* [Passage provided]:
((

By Dane Linn and Cheryl Oldham
The pandemic’s impact on Americans’ daily lives is so pervasive that it’s difficult to grasp how deep and long-lasting its effects will be. Yet when it comes to our nation’s students, we’re already seeing the adverse impacts, particularly on their educational outcomes. The damage to students’ academic foundations isn’t just a problem today — without data-driven interventions, it will hamstring our workforce for decades to come.
Research on COVID-era virtual learning on students’ academic performance points to troubling learning loss and potential implications for individuals’ long-term success. A recent McKinsey and Co. study found that students in their sample were up to five months behind where students typically begin academically in math, with the most significant setbacks occurring among students from disadvantaged backgrounds. Similarly, Brookings Institution compared Fall 2020 student assessment data with outcomes from the prior school year and found losses in math of up to 10 percentile points (fortunately, students fared far better in reading). An OECD working paper further suggests future economic impacts of pandemic-era learning loss for individuals and, by extension, countries.

))

* [Provided information]:

((

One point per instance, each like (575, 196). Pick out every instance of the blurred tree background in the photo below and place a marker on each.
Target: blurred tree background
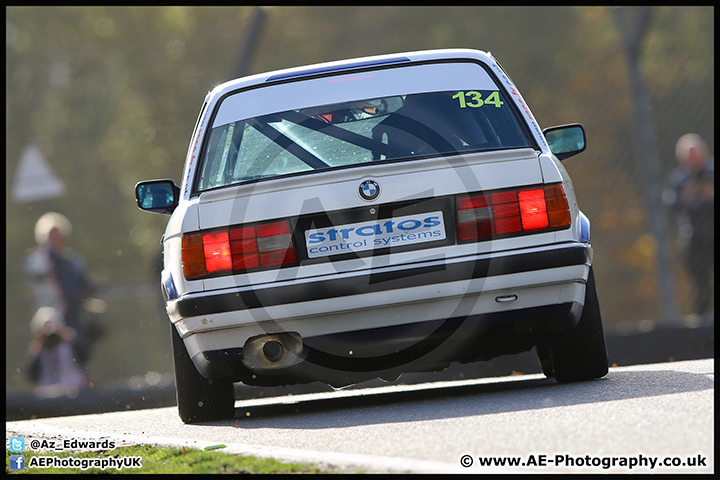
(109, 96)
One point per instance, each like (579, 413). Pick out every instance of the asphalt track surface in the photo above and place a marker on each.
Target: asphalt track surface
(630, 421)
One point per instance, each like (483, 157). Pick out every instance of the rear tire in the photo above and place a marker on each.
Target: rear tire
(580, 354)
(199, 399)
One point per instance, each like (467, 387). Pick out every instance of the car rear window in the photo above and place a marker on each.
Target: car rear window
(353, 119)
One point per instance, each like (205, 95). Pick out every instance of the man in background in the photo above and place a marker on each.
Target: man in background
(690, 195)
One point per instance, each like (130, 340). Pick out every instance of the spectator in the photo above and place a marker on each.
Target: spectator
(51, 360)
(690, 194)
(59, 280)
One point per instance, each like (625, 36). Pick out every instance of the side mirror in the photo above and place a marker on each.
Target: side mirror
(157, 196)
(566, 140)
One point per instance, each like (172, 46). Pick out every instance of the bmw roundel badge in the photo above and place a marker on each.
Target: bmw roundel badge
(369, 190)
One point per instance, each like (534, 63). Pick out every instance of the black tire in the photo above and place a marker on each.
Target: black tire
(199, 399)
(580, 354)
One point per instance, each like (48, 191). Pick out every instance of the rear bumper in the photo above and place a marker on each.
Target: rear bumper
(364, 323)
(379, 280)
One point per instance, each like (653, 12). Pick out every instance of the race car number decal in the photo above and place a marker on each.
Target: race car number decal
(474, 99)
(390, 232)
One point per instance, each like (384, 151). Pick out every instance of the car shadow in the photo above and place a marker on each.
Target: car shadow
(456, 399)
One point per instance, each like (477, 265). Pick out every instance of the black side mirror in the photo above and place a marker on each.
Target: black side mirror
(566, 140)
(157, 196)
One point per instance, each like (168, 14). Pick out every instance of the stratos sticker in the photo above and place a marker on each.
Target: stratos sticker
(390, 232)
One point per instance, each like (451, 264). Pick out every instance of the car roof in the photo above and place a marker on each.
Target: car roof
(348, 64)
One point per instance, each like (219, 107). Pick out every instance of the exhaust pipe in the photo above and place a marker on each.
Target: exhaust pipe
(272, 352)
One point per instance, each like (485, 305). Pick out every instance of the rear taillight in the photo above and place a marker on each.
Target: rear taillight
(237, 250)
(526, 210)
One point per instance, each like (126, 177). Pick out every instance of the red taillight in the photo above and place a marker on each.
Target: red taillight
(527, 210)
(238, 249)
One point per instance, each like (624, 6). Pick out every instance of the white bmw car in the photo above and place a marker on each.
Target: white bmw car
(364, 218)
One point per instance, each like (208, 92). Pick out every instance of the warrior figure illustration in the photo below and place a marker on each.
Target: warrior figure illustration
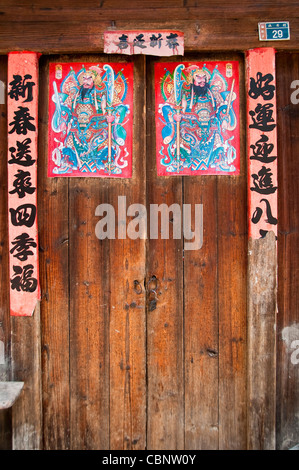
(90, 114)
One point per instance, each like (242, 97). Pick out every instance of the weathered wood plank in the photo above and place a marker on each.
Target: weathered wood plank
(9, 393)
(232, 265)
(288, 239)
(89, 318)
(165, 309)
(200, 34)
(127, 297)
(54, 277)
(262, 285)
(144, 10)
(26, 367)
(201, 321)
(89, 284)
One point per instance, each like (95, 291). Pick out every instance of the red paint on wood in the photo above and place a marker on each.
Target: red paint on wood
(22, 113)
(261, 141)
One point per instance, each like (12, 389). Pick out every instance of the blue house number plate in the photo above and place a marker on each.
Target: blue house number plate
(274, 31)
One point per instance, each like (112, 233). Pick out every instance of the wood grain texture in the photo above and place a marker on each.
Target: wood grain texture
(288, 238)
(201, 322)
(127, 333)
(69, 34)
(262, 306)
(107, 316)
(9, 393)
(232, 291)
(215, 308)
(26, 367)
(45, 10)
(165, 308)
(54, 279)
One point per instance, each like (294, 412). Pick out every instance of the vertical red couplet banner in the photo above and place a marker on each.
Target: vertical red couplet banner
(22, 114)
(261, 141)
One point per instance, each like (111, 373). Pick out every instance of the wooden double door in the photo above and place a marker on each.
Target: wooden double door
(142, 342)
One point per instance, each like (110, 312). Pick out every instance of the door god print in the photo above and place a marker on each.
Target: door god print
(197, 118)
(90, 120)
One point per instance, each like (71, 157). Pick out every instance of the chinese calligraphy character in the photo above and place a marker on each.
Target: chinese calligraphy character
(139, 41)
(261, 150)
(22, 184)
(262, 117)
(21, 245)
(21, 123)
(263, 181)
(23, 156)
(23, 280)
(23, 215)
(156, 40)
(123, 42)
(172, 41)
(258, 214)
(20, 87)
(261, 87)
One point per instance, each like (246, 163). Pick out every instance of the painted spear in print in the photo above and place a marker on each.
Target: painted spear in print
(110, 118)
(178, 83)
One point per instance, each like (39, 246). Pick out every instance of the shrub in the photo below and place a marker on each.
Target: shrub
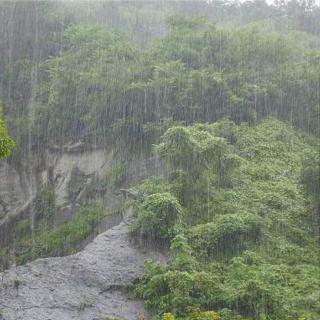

))

* [Work request 1]:
In the passage on pandemic learning loss, rewrite everything from "By Dane Linn" down to "decades to come.", replacing "workforce" with "labor force".
* [Work request 2]:
In the passage on pandemic learning loss, how large were the math losses that Brookings Institution found?

* [Response 1]:
By Dane Linn and Cheryl Oldham
The pandemic’s impact on Americans’ daily lives is so pervasive that it’s difficult to grasp how deep and long-lasting its effects will be. Yet when it comes to our nation’s students, we’re already seeing the adverse impacts, particularly on their educational outcomes. The damage to students’ academic foundations isn’t just a problem today — without data-driven interventions, it will hamstring our labor force for decades to come.

* [Response 2]:
Up to 10 percentile points.